Can you copy the records below line for line, without changing anything, and leave the pictures out of your answer?

"""

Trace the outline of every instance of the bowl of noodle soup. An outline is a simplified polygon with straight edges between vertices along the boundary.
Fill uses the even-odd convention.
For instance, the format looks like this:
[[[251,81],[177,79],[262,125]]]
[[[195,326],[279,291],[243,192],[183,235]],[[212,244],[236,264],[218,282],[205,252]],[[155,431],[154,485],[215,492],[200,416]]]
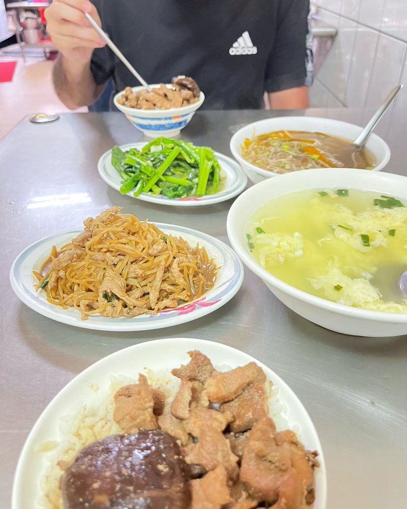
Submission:
[[[363,167],[360,165],[360,161],[355,160],[355,154],[351,154],[352,157],[349,157],[348,161],[346,161],[345,159],[344,162],[340,160],[340,156],[334,156],[333,154],[329,153],[329,150],[328,152],[325,152],[323,142],[321,143],[318,140],[314,144],[315,147],[312,147],[315,154],[310,155],[308,158],[307,163],[302,166],[292,163],[294,158],[292,151],[289,150],[290,147],[288,146],[285,147],[283,143],[282,145],[281,143],[276,142],[276,145],[279,146],[274,150],[272,148],[272,153],[270,156],[270,164],[268,169],[265,169],[265,164],[259,164],[258,165],[250,162],[247,160],[248,158],[250,160],[254,160],[254,158],[248,158],[247,155],[245,154],[246,151],[245,145],[245,143],[249,144],[248,140],[252,142],[256,136],[261,137],[263,135],[269,133],[286,133],[287,137],[288,137],[290,134],[295,136],[294,133],[296,132],[298,135],[301,135],[301,138],[307,137],[307,134],[312,134],[312,137],[316,138],[326,137],[327,139],[330,137],[331,142],[336,141],[337,145],[339,143],[346,147],[348,144],[344,144],[343,142],[349,142],[348,146],[350,146],[352,142],[360,134],[362,129],[359,126],[347,122],[317,117],[284,117],[266,119],[249,124],[236,132],[230,139],[230,151],[234,157],[240,163],[249,179],[254,184],[279,174],[300,169],[313,169],[323,166],[326,166],[327,169],[329,169],[330,167],[357,167],[359,163],[359,167]],[[315,135],[319,135],[315,136]],[[299,140],[299,142],[302,140]],[[299,145],[301,145],[301,144]],[[315,150],[315,148],[317,152]],[[308,149],[309,148],[306,150]],[[300,148],[300,150],[301,150]],[[366,167],[368,169],[380,171],[390,160],[390,150],[387,144],[374,133],[371,134],[368,138],[364,150],[367,156]],[[321,162],[320,156],[317,154],[319,154],[321,152],[325,156],[328,154],[327,157],[329,157],[329,164],[325,164]],[[337,154],[336,155],[337,156]],[[356,157],[359,158],[357,154]],[[321,159],[324,159],[324,157],[321,157]],[[315,165],[312,164],[313,160],[314,160]]]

"""

Task solution:
Trace the outline of every instance of the bowl of noodle soup. An outline is a simplified polygon with straight edges between vertices along the boundary.
Fill uses the even-odd convention.
For instance, the format looks like this:
[[[251,81],[177,79],[262,125]]]
[[[195,326],[279,291],[243,192],[183,235]],[[212,244],[236,264],[218,282],[205,252]],[[155,431],[154,485],[215,492],[200,416]]]
Submission:
[[[363,167],[360,165],[360,161],[355,160],[355,154],[351,154],[352,157],[349,157],[348,161],[346,161],[345,159],[344,162],[340,160],[340,156],[334,156],[333,154],[329,153],[329,150],[328,152],[325,152],[323,142],[321,143],[318,140],[314,144],[315,147],[312,147],[315,154],[310,155],[308,158],[307,163],[302,166],[292,163],[294,158],[292,151],[289,150],[290,147],[288,146],[285,147],[283,143],[282,145],[281,143],[276,142],[276,145],[279,146],[274,150],[272,148],[272,153],[270,156],[270,164],[268,169],[265,169],[265,164],[259,164],[258,165],[250,162],[247,160],[248,158],[250,160],[254,160],[254,158],[248,158],[247,155],[245,154],[246,151],[245,145],[245,143],[249,144],[248,140],[252,142],[256,136],[261,137],[263,135],[269,133],[286,133],[287,137],[288,137],[290,134],[295,136],[294,133],[296,132],[298,135],[301,135],[301,138],[307,137],[307,134],[312,134],[312,137],[316,138],[326,137],[327,139],[330,137],[331,142],[336,141],[337,145],[339,143],[346,147],[348,144],[344,144],[343,142],[349,142],[348,146],[350,146],[352,142],[360,134],[362,129],[359,126],[347,122],[317,117],[284,117],[266,119],[249,124],[236,132],[230,139],[230,151],[234,157],[240,163],[249,179],[254,184],[279,174],[300,169],[313,169],[323,166],[326,166],[327,169],[329,169],[330,167],[357,167],[359,163],[359,167]],[[315,135],[319,135],[315,136]],[[299,140],[299,142],[302,140]],[[299,145],[301,145],[301,144]],[[315,150],[315,148],[317,152]],[[308,149],[309,148],[306,150]],[[300,148],[300,150],[301,150]],[[366,167],[368,169],[380,171],[390,160],[390,150],[387,144],[374,133],[371,134],[368,138],[364,150],[367,156]],[[321,162],[320,156],[317,154],[319,154],[321,152],[325,156],[328,154],[327,157],[329,157],[329,164],[325,164]],[[337,154],[336,155],[337,156]],[[356,157],[359,158],[357,154]],[[321,159],[324,159],[324,157],[321,157]],[[315,165],[312,164],[313,160],[314,160]]]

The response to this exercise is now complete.